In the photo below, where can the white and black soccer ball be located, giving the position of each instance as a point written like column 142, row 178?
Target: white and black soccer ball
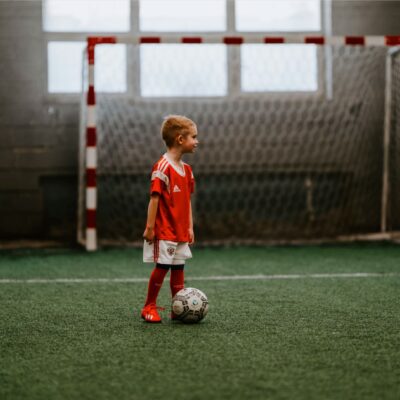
column 190, row 305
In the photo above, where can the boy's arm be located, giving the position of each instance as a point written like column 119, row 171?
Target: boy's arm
column 191, row 232
column 148, row 234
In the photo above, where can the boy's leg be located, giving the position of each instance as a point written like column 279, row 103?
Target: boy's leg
column 177, row 279
column 155, row 282
column 177, row 282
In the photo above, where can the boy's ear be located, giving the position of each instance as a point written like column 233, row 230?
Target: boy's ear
column 179, row 139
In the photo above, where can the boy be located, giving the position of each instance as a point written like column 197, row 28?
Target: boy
column 169, row 227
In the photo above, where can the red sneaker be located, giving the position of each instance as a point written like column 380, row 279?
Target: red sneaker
column 173, row 316
column 150, row 313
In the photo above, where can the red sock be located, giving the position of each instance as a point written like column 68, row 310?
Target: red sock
column 155, row 283
column 177, row 281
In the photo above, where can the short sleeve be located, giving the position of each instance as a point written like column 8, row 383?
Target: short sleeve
column 192, row 182
column 159, row 181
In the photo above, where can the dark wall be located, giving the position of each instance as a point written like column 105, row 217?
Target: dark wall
column 39, row 136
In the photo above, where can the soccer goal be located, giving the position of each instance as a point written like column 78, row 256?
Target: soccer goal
column 299, row 136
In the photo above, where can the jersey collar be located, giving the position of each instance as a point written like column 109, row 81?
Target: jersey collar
column 180, row 171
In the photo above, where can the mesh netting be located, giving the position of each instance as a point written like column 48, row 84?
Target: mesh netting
column 267, row 168
column 394, row 170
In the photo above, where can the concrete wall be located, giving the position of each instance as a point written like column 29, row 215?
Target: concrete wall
column 38, row 136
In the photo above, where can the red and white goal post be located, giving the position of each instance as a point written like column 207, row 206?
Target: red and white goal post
column 89, row 160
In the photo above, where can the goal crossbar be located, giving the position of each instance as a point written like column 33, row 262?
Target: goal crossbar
column 90, row 163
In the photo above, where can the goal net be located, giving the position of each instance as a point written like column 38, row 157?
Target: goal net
column 274, row 164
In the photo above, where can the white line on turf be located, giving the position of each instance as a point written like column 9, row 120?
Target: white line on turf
column 207, row 278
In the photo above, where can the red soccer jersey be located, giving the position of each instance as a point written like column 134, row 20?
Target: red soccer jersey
column 174, row 187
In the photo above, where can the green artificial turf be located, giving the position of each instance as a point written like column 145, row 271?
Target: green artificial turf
column 328, row 338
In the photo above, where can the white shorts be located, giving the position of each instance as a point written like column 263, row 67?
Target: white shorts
column 166, row 252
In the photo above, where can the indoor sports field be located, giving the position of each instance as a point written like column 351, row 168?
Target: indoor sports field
column 267, row 131
column 284, row 323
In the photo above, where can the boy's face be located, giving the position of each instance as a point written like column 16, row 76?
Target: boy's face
column 189, row 142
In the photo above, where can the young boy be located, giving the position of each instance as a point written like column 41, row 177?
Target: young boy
column 169, row 228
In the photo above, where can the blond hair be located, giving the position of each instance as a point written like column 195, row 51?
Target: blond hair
column 175, row 125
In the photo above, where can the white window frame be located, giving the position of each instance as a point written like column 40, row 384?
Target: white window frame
column 233, row 56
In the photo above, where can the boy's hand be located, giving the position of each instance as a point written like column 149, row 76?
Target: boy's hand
column 148, row 235
column 191, row 236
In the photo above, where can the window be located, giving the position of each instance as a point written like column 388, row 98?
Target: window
column 182, row 15
column 279, row 68
column 86, row 15
column 183, row 70
column 64, row 58
column 187, row 70
column 65, row 67
column 278, row 15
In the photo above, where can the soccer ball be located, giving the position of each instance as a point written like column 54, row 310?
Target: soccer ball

------

Exercise prompt >> Please copy the data above character for character, skipping any pictures.

Reply to the exercise >>
In the photo below, where can the white and black soccer ball be located, giving the position of each instance as a point written like column 142, row 178?
Target: white and black soccer ball
column 190, row 305
In the photo above, where can the boy's arm be located, giving the position of each instance as a point written like column 119, row 171?
Target: boy's arm
column 191, row 232
column 148, row 234
In the photo above, where can the boy's leg be located, giving the position of each instance as a point written like column 279, row 103?
Target: boy's leg
column 177, row 279
column 155, row 282
column 177, row 282
In the photo above, where can the boy's ear be located, giving the position of each instance as a point written like column 233, row 230?
Target: boy's ear
column 179, row 139
In the photo above, where can the boy be located, giving the position of each instance as a point written like column 197, row 28?
Target: boy
column 169, row 227
In the photo above, where can the red sneaker be located, giving the position of each instance as a point written like column 380, row 279?
Target: red sneaker
column 173, row 316
column 150, row 313
In the photo above, where can the red sock be located, giving the position of each instance as a point written like column 68, row 310?
Target: red sock
column 155, row 283
column 177, row 281
In the photo above, where can the short sleeve be located, giving the position of each instance as a point written like column 8, row 383?
Target: short sleeve
column 192, row 182
column 159, row 181
In the photo above, where can the dark wall be located, giving the position of each instance as a point written like column 105, row 217?
Target: dark wall
column 39, row 136
In the photo above, where can the soccer goal be located, giving the position of each instance as a point written like column 78, row 256?
Target: soccer goal
column 299, row 136
In the photo above, where can the jersey collar be located, giving the position of each instance as a point written like column 109, row 81?
Target: jersey collar
column 180, row 171
In the photo above, where can the mesh netting be located, giving the position of each instance as a point written like column 48, row 84?
Target: mesh netting
column 267, row 168
column 394, row 170
In the photo above, where can the concrete wall be located, giving the position of each instance as a point written like column 29, row 215?
Target: concrete wall
column 38, row 136
In the photo above, where can the red and white goal post be located, giving the position of each instance as a point written like column 207, row 206?
Target: red and white goal post
column 89, row 160
In the photo above, where can the goal crossbar be located, giving the position of each instance as a point written like column 33, row 262?
Target: goal crossbar
column 90, row 163
In the photo above, where can the goal net be located, giving the position of each instance as a point written like column 38, row 157?
Target: goal net
column 274, row 164
In the photo above, where can the white line on turf be located, giving the position of each instance as a point written like column 9, row 120?
Target: white line on turf
column 207, row 278
In the photo above, where can the red soccer jersey be located, giving the position of each instance as a point written like column 134, row 20?
Target: red soccer jersey
column 174, row 187
In the photo above, where can the green artificial turf be located, giving the position of each instance as a point written like column 145, row 271?
Target: green artificial turf
column 328, row 338
In the photo above, where can the white shorts be located, giving the position of each instance as a point written like column 263, row 67?
Target: white shorts
column 166, row 252
In the photo above, where can the indoor sports field be located, giving the position of each instance as a point written like column 351, row 168?
Target: indoor sports field
column 267, row 131
column 284, row 323
In the photo above, where can the boy's face be located, giving the position of each instance as a point written like column 16, row 76?
Target: boy's face
column 189, row 142
In the photo above, where can the young boy be located, giving the position of each instance as a point written like column 41, row 177?
Target: young boy
column 169, row 228
In the photo above, where can the blond hair be located, giving the position of each instance as a point written like column 195, row 51?
Target: blond hair
column 175, row 125
In the photo above, where can the white window frame be located, giving the position of each instance as a point written like column 40, row 384?
Target: white window frame
column 233, row 56
In the photo above, where can the boy's hand be located, giving the position of each instance as a point written like column 149, row 76?
Target: boy's hand
column 148, row 235
column 191, row 236
In the photo above, where can the window be located, giving the position of each instance as a point written like column 388, row 98?
Target: window
column 182, row 15
column 279, row 68
column 86, row 15
column 183, row 70
column 64, row 58
column 187, row 70
column 65, row 67
column 278, row 15
In the photo above, where can the soccer ball be located, giving the position of each instance as a point written like column 54, row 310?
Target: soccer ball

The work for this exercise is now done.